**Problem details**. Restate the data below word for word. Leave the images out.

**Supplied records**.
::::

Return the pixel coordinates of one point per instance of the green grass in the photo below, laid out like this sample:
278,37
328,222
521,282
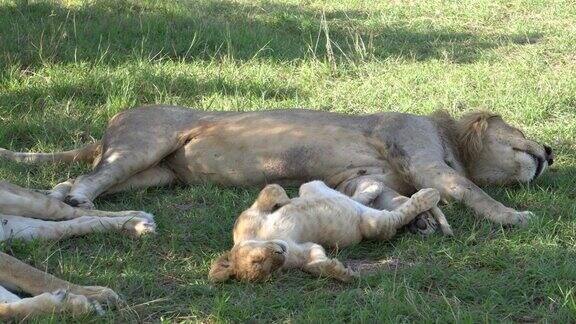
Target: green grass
66,67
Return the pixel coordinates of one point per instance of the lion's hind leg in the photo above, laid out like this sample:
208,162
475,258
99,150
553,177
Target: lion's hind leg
47,303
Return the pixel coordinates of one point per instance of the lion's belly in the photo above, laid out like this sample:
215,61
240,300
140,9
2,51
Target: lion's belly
233,157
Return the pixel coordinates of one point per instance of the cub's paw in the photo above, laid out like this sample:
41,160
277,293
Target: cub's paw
138,226
99,294
517,218
80,202
337,270
426,198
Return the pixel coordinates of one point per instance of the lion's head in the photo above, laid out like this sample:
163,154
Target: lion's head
250,261
495,152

::::

**Your solution**.
Return the pixel coordinates of one point per instance of the green grass in the photo below, laid out like this sample:
278,37
328,222
521,282
Target: green grass
66,67
Return the pixel coordinates of one point per instance of the lion's hind leg in the photo above, laid out like this sample:
208,162
475,258
99,150
553,177
Target: lion's hind leg
47,303
Return the pixel coordinates of one point per instance of the lion's belly in the photo above, laid out like this sample:
215,61
240,300
140,9
2,51
Target: lion's belly
233,157
Return the pixel coordinates of one point per instance of the cub's paw in the photo above, laid out like this sample:
41,160
277,293
Target: cub's paw
138,226
99,294
517,218
80,202
337,270
426,198
Return the pixel coordinates of one point per instance of the lion's head in the photo above, laid out like this sample:
163,154
Target: lion's head
250,261
495,152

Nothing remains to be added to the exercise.